- **HOW TO COMPLETE THIS TASK**
Only lines holding the word "pool" should be copied from the material.

─── SOURCE MATERIAL ───

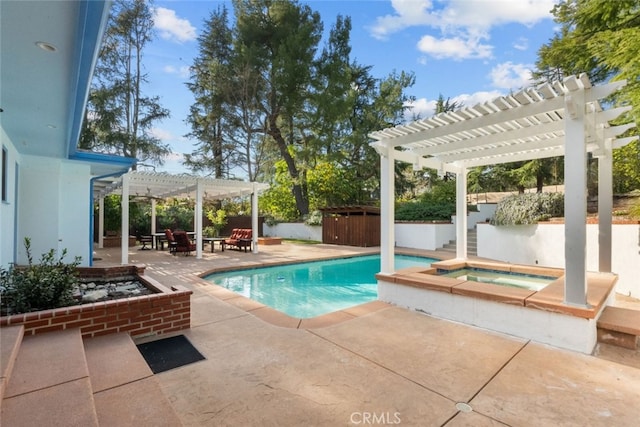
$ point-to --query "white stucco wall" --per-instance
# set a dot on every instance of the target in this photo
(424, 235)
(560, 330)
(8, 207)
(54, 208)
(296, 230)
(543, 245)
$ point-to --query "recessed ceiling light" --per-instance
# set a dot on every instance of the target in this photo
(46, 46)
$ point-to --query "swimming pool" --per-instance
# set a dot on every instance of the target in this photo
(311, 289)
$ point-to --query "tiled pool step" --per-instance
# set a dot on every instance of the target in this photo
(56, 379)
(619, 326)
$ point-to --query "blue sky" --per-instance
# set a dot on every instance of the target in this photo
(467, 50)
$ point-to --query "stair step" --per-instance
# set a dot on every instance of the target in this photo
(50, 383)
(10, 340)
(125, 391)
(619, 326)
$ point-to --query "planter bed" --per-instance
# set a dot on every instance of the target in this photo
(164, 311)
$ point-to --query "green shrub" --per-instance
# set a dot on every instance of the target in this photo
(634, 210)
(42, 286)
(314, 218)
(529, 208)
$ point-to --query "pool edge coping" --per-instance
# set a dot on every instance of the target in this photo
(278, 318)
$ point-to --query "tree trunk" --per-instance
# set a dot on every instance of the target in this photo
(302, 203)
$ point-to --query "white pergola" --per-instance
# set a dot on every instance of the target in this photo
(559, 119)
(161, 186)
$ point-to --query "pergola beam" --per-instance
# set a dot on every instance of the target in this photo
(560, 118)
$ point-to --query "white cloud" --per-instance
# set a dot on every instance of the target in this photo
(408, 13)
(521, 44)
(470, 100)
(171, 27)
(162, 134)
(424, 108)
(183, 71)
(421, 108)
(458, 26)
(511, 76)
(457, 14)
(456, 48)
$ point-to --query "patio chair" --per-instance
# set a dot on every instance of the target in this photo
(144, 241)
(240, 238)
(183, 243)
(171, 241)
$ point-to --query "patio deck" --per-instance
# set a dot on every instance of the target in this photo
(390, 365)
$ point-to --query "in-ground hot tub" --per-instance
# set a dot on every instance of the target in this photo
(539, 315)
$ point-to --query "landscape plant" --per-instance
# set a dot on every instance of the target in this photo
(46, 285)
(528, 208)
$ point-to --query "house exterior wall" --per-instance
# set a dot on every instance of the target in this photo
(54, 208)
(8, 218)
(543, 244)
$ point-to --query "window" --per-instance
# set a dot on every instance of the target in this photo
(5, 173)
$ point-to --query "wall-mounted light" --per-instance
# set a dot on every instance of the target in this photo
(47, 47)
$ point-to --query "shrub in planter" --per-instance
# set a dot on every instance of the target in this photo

───

- **TASK ANSWER**
$ point-to --query "swimming pool" --per-instance
$ point-to --query "tiled pool step" --per-instance
$ point-to --query "pool edge coping" --per-instance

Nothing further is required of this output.